--- START ---

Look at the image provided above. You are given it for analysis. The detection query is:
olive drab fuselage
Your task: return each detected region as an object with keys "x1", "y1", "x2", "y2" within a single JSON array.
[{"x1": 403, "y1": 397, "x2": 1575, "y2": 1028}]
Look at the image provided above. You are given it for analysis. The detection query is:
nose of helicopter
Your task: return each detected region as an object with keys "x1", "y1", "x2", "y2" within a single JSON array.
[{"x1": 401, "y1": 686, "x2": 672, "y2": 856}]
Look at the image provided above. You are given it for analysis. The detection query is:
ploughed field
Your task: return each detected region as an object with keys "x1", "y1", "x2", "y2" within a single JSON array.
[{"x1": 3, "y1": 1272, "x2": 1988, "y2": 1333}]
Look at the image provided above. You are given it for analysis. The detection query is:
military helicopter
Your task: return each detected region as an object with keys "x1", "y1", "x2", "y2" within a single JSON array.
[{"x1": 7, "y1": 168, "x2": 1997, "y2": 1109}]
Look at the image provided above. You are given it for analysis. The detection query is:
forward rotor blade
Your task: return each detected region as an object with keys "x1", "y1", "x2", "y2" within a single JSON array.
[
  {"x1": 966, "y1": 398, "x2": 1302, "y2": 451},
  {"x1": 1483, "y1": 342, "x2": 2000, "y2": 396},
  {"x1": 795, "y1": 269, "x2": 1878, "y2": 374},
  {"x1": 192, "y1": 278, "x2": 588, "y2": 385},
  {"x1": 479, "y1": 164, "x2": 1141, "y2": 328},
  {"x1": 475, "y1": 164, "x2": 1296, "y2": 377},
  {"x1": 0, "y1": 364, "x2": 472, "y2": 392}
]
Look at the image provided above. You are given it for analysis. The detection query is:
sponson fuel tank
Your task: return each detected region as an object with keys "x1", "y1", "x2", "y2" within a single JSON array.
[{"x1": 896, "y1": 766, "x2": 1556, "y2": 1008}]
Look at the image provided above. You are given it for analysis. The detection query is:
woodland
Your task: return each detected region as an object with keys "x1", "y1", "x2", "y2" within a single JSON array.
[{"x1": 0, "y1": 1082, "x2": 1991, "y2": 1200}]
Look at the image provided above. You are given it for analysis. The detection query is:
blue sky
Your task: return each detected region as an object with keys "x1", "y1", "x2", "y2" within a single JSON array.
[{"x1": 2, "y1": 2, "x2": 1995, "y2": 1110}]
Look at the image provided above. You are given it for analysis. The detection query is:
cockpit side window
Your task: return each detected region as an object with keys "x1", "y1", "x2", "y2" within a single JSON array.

--- END ---

▸ **WHAT THE TASK REQUIRES**: The answer must be the line containing "sponson fuel tank" and every line after it to the end of the records, repeated exactly.

▸ **REPLY**:
sponson fuel tank
Your task: return each detected region as an object with keys "x1", "y1", "x2", "y2" within a single JSON array.
[{"x1": 896, "y1": 766, "x2": 1556, "y2": 1008}]
Look at the image provided above. You are given it for analysis. The detection query is:
woodland
Your task: return each detected region as an object with keys "x1", "y1", "x2", "y2" within a single JSON array.
[{"x1": 0, "y1": 1082, "x2": 1991, "y2": 1200}]
Look at the image provided above. You are given it for analysis. The detection query is:
blue sky
Your task: return each detected region as an object with keys "x1", "y1", "x2", "y2" within a single JSON array.
[{"x1": 2, "y1": 2, "x2": 1995, "y2": 1110}]
Look at the image provided above. You are given it for analysis. The detection query is:
cockpit side window
Your task: return each detected region as an object with keys "x1", "y1", "x2", "y2" within a single JSON array.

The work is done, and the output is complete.